++++ Given passage
B The preliminary hearing

  1. We propose to introduce a preliminary hearing that will be a fixed procedural hearing to which, so far as possible, all time limits for service of information/requests will relate. The accused will attend.
  2. Prior to this diet a mandatory meeting will have taken place between representatives of the Crown and defence to discuss a number of basic issues surrounding the case and its progress towards readiness for trial. The purpose of the meeting is to iron out any difficulties and to identify areas of common ground that can be agreed formally. It should further establish whether the accused intends to plead guilty, what witnesses the defence consider the Crown cannot excuse without their consent, the general state of preparation for trial and the likely length of trial. We will explore with the Lord Justice General the possibility of using an Act of Adjournal to set out the matters to be discussed at this meeting and a form which parties will require to complete and submit to the court in advance of the preliminary hearing addressing the issues which the court will wish to consider at the preliminary hearing. The meeting should be linked to an appropriate legal aid payment.
  3. We are not convinced of the need to legislate for the preparation of a confidential note by the defence setting out the line it proposes to take, given the existence of the managed meeting, but we would strongly endorse the need for early and continuous engagement of defence counsel.
  4. The judge will require actively to ‘manage' the case at the preliminary hearing. On the basis of the form submitted after the managed meeting, s/he will question the parties on such items as what evidence has been or can be agreed, any special witness requirements that may be necessary for the trial and whether any changes to the existing bail conditions to meet victim or witness concerns may be required. The judge will consider and rule upon the adequacy of any challenge to a statement of uncontroversial evidence which has been served by either party. The judge will enquire about the general state of preparedness for trial and check the availability of defence counsel for the proposed trial diet. As the judges pointed out in their comments, the presiding judge should also seek to establish how long the trial is likely to last. If the accused pleads guilty, sentence will be passed or, if necessary, the judge will adjourn for pre-sentence reports. The form submitted following the mandatory meeting and the record of the preliminary hearing will be part of the formal record of the proceedings.
++++++++
**Work to complete**.
Reproduce everything from "1. We propose" down to "accused will attend." in the preliminary hearing passage above, word for word.
++++ Records
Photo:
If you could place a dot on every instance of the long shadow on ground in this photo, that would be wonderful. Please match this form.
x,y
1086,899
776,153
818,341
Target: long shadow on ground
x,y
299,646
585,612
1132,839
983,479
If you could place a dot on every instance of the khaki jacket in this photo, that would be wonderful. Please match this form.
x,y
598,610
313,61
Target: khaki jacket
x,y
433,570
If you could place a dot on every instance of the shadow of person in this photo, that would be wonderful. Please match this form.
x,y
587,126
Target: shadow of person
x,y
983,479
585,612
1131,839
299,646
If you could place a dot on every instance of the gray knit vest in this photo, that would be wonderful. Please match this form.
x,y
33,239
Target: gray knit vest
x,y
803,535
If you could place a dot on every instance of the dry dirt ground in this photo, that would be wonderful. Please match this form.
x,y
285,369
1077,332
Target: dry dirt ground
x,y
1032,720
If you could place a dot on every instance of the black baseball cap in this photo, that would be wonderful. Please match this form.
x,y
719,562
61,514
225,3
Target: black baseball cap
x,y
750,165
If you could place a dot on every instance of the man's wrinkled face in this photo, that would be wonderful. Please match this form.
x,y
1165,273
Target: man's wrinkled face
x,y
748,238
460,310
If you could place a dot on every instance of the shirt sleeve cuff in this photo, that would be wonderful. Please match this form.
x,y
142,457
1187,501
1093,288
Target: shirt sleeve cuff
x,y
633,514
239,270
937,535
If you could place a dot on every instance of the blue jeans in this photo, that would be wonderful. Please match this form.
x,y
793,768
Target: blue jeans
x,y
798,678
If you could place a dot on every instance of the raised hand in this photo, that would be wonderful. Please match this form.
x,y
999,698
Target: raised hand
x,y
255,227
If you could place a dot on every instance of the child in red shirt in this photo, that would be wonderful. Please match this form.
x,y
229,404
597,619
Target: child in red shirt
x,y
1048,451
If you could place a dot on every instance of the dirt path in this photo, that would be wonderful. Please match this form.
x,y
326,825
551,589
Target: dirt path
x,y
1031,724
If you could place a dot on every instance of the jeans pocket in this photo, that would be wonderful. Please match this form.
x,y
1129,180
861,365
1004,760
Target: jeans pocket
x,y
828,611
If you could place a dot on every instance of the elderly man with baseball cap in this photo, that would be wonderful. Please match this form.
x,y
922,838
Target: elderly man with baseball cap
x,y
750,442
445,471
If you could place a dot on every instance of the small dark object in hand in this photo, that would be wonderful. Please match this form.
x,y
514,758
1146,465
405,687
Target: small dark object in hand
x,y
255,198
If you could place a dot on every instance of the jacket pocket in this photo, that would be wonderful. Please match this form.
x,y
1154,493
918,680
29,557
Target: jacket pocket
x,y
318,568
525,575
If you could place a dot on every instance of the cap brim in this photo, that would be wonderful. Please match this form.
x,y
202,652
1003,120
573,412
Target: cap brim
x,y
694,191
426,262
++++++++
**Solution**.
1. We propose to introduce a preliminary hearing that will be a fixed procedural hearing to which, so far as possible, all time limits for service of information/requests will relate. The accused will attend.